- **RECORD EXCERPTS**:

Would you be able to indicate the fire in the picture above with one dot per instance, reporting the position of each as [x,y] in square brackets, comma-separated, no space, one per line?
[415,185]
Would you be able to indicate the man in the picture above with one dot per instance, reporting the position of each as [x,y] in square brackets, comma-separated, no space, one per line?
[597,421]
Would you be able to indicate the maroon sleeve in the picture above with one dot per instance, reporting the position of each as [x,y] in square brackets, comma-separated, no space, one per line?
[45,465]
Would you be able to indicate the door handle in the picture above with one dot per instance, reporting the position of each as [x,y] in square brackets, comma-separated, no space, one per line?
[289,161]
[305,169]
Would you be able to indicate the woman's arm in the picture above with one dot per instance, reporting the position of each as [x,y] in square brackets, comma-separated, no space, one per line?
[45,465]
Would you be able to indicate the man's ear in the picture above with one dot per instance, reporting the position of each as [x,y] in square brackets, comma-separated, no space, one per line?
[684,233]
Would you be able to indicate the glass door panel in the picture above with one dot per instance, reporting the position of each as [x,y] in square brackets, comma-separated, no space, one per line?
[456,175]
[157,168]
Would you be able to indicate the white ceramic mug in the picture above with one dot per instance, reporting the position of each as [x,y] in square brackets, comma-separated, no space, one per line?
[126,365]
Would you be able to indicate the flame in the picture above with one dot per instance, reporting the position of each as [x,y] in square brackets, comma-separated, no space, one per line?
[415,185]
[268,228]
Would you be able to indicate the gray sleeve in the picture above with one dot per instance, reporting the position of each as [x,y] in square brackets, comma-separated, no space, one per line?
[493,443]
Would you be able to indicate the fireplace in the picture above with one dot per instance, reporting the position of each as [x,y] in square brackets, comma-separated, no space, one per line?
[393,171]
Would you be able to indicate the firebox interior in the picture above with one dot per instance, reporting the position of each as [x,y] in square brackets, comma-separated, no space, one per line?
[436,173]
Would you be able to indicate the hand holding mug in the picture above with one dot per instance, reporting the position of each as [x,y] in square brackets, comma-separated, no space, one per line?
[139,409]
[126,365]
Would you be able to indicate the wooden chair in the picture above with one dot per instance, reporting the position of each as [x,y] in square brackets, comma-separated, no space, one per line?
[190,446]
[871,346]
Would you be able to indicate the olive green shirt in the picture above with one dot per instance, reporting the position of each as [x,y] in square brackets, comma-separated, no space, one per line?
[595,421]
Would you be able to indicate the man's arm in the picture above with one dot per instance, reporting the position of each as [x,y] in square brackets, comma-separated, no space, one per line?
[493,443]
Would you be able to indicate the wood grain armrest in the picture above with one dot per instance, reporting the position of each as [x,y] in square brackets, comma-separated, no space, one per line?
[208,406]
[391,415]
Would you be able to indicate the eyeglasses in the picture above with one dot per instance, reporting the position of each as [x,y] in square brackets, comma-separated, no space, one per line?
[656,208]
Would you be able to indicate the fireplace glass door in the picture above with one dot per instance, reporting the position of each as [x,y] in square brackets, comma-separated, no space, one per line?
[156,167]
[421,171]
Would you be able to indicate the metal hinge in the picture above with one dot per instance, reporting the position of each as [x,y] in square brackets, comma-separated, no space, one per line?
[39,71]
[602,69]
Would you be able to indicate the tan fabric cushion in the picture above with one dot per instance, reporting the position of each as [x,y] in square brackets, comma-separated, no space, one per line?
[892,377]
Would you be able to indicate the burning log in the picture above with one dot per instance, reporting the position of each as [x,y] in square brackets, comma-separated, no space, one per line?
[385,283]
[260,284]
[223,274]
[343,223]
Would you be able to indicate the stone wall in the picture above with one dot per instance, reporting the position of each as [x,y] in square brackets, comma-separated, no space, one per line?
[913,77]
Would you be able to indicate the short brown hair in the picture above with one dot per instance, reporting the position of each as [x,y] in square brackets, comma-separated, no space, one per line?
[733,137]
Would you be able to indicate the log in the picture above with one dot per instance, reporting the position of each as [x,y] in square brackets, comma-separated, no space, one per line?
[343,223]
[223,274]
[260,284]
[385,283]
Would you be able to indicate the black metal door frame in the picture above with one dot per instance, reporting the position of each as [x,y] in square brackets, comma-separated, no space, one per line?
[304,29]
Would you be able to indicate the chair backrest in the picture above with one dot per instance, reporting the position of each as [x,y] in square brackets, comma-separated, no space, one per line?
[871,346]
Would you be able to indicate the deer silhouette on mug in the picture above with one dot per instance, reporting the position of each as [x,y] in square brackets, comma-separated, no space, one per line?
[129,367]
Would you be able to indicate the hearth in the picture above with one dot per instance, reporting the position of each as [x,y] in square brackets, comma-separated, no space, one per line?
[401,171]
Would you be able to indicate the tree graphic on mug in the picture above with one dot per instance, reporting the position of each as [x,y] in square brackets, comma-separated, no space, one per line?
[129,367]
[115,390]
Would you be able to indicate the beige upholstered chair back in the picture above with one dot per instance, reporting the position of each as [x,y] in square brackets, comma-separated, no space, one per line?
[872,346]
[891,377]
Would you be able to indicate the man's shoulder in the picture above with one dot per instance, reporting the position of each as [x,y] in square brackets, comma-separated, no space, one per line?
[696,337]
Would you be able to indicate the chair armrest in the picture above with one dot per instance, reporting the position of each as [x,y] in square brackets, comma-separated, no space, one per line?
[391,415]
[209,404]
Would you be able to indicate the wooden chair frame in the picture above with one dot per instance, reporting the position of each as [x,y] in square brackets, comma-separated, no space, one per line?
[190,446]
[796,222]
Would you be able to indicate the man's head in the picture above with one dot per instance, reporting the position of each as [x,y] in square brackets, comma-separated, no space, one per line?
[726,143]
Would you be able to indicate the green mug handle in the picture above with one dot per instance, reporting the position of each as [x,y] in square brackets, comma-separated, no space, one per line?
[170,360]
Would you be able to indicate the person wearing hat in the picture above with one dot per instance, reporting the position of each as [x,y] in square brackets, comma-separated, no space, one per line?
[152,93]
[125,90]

- **WHAT THE TASK ASKS**: Rewrite the part of the records that opens with the line containing "Would you be able to indicate the green" and closes with the end of the records, keeping every request line as it stands. Multiply each point coordinate in the answers by 2.4, rounding to the nearest whole number with halves rounded up, and give only these lines.

- **THE RESULT**:
Would you be able to indicate the green mug handle in the picture above with one dot per instance, reporting the position of each as [x,y] in square brackets, comma-separated, no space, one per line?
[408,864]
Would you be able to indicate the person wearing hat in the picture above with one dot per instance, reporting the position of each as [x,y] in square brackets, comma-separated, no space, one per line?
[365,223]
[300,216]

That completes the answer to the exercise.